### AIM OF THE EXERCISE:
Return every line of the material below that contains the string "positive". Letter case counts.
##### RECORDS SUPPLIED #####
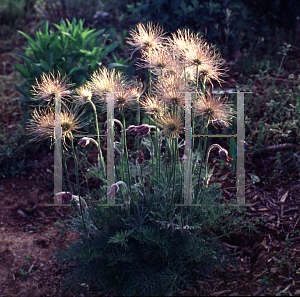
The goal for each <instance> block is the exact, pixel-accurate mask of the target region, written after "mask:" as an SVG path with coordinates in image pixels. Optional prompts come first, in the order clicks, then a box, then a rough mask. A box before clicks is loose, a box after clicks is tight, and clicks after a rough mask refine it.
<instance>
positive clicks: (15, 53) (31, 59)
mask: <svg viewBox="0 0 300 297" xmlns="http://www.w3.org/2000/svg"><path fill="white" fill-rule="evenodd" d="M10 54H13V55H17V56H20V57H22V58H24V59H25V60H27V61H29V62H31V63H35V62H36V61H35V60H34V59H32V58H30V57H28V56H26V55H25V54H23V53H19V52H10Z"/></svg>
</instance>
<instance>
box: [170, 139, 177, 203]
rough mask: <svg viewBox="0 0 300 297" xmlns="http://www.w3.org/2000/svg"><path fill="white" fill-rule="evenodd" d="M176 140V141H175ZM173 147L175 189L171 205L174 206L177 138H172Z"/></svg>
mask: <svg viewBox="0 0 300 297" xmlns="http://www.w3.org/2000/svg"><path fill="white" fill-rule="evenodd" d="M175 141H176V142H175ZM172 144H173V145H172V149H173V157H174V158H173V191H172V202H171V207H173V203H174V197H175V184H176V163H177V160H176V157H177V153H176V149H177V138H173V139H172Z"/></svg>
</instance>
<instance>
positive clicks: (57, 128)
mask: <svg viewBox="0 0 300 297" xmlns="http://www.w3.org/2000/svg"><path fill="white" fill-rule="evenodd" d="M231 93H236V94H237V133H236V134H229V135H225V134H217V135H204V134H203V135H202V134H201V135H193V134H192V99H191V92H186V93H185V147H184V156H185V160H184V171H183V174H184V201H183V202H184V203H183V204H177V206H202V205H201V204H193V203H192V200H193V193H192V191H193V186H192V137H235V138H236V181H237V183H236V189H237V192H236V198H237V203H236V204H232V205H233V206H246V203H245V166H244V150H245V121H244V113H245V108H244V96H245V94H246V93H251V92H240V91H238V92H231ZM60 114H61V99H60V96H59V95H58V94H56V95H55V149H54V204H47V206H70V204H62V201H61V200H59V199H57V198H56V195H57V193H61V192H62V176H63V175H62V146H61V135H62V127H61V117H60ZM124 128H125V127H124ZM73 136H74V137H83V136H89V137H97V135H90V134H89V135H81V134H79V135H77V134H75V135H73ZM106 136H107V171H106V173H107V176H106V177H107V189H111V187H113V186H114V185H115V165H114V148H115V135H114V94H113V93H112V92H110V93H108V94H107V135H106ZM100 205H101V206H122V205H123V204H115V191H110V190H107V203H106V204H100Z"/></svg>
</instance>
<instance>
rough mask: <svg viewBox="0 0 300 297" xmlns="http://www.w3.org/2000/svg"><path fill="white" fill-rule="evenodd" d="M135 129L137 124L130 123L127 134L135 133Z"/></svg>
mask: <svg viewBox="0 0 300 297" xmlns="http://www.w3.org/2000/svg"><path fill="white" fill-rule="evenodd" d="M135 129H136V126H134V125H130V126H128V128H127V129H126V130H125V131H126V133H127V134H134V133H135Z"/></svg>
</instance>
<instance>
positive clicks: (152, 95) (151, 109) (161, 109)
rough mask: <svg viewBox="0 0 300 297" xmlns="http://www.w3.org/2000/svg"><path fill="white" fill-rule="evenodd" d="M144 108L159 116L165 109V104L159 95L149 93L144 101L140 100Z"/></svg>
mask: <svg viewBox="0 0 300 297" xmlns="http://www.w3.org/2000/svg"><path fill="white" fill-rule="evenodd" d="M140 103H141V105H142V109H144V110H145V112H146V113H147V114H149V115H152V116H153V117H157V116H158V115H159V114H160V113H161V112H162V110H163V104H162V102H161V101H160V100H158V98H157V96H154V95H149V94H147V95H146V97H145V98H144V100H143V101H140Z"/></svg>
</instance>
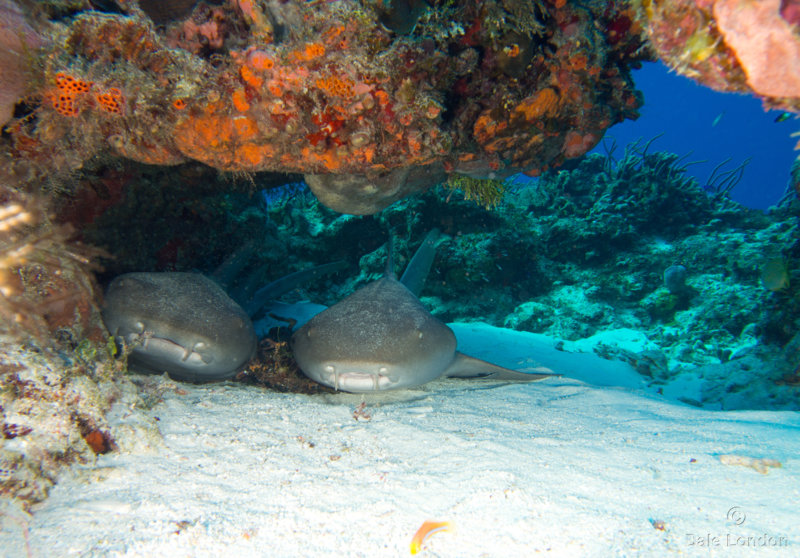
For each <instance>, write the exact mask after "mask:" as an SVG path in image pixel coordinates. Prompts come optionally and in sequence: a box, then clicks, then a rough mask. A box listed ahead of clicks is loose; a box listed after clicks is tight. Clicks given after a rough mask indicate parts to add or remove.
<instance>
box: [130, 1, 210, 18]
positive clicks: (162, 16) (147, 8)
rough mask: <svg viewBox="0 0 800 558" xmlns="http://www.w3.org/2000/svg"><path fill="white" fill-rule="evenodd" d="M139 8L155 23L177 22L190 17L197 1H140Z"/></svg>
#####
### TASK OUTPUT:
positive clicks: (15, 53) (31, 59)
positive clicks: (57, 128)
positive clicks: (152, 95) (151, 109) (161, 109)
positive clicks: (162, 16) (147, 8)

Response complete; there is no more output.